• Exercise
Please write out each entry exactly as it appears.

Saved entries
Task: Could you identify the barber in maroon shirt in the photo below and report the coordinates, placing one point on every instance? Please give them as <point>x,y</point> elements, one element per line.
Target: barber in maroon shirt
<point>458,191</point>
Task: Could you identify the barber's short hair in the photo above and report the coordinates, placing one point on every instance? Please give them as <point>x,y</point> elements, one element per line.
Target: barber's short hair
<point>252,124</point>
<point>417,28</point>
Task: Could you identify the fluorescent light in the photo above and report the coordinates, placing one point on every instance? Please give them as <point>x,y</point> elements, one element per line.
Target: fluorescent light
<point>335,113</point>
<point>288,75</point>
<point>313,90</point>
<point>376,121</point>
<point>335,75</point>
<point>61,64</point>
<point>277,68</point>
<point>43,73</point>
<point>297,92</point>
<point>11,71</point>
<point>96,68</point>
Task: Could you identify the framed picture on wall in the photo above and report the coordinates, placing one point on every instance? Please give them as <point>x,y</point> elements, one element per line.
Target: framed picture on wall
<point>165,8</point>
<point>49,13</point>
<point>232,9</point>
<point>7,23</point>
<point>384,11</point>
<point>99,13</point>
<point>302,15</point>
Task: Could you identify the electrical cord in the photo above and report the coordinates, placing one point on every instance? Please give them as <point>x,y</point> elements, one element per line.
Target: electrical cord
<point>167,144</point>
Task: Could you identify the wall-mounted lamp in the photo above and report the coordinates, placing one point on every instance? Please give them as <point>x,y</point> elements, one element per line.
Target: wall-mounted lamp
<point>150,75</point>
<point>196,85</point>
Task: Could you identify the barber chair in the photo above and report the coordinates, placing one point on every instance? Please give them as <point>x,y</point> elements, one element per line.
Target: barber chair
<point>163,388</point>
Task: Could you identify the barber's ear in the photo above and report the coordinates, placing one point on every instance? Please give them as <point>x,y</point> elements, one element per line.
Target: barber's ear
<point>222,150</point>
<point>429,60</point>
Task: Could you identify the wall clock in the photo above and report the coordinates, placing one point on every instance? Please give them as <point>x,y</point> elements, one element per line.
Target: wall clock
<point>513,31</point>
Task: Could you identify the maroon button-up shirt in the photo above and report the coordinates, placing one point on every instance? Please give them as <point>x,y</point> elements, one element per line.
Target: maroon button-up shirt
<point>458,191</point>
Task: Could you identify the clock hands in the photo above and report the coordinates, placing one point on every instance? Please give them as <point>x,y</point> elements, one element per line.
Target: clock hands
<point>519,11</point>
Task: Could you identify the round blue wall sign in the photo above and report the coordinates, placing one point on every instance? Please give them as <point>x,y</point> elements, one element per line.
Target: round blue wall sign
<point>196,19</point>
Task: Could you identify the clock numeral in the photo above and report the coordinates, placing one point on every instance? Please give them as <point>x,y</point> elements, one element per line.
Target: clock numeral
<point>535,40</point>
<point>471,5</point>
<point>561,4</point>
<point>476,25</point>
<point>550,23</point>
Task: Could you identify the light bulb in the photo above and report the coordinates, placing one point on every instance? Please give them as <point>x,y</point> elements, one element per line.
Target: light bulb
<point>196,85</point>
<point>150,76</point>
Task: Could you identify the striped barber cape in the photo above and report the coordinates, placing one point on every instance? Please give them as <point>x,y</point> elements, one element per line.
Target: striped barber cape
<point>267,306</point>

• Solution to the exercise
Task: Could you identify the barber in maroon shirt in the photo below and report the coordinates, placing one point on every instance? Please give them as <point>x,y</point> elements, one element per line.
Target: barber in maroon shirt
<point>458,191</point>
Task: Could you identify the barber's short hair in the photo above and report the coordinates, placing one point on every instance? Please give them as <point>x,y</point> elements, one element per line.
Target: barber's short hair
<point>252,124</point>
<point>417,28</point>
Task: Could you identify the fluorescent light in the photo above and report the coordinates, placing one point on every instance? Please give them as <point>x,y</point> elements, one element per line.
Target: fluorescent light
<point>335,113</point>
<point>288,75</point>
<point>313,90</point>
<point>376,121</point>
<point>335,75</point>
<point>61,64</point>
<point>277,68</point>
<point>43,73</point>
<point>297,92</point>
<point>11,71</point>
<point>96,68</point>
Task: Could you identify the framed picture on wall in the photo above and report the coordinates, placing one point on every instance? Please give them as <point>x,y</point> elements, one element per line.
Target: framed picture on wall
<point>165,8</point>
<point>49,13</point>
<point>232,9</point>
<point>7,23</point>
<point>384,11</point>
<point>99,13</point>
<point>302,15</point>
Task: Could you identify the electrical cord in the photo above and report the coordinates, placing one point on every instance? Please give them as <point>x,y</point> elements, one element per line.
Target: electrical cord
<point>167,144</point>
Task: Could you identify the wall-mounted lamp in the photo above and report the coordinates, placing one point on every instance? Please give them as <point>x,y</point> elements, one element per line.
Target: wall-mounted lamp
<point>150,75</point>
<point>196,85</point>
Task: Could you identify the barber chair in the photo above and report the coordinates, placing one point on every instance? Please give them as <point>x,y</point> elements, one element per line.
Target: barber chair
<point>163,388</point>
Task: Could you identify the barber's ear in the photo above and report the coordinates, placing one point on every instance? Please give them as <point>x,y</point> elements, one element per line.
Target: barber's ear
<point>222,150</point>
<point>429,60</point>
Task: Could you identify the wall clock in the photo above and report the coordinates, placing one point on every instance? Please give them as <point>x,y</point> elements, one element per line.
Target: wall clock
<point>513,31</point>
Task: Could you identify the maroon button-up shirt in the photo above and report the coordinates, placing one point on every instance? Please give them as <point>x,y</point> elements, one element per line.
Target: maroon button-up shirt
<point>458,191</point>
Task: Could you identify the clock hands in the photo above and report the coordinates, placing one point on every instance? Please give them as <point>x,y</point> elements, one element per line.
Target: clock hands
<point>519,11</point>
Task: Could you identify the round blue wall sign in the photo above and report the coordinates, placing one point on every instance? Please give them as <point>x,y</point> elements, one element per line.
Target: round blue wall sign
<point>196,19</point>
Task: Could you identify the clock numeral in the photo above and report the coordinates, placing one point on every instance? Please give them as <point>x,y</point> elements, one element per line.
Target: clock numeral
<point>535,40</point>
<point>471,5</point>
<point>561,4</point>
<point>476,25</point>
<point>550,23</point>
Task: Could you identify the light bulb in the photo above and report the coordinates, placing one point on every instance? Please give them as <point>x,y</point> elements, one element per line.
Target: light bulb
<point>196,85</point>
<point>150,76</point>
Task: Could you identify the striped barber cape in the photo above and report the coordinates, placing one point on every instance? Please give them as <point>x,y</point> elements, one element per line.
Target: striped barber cape
<point>267,306</point>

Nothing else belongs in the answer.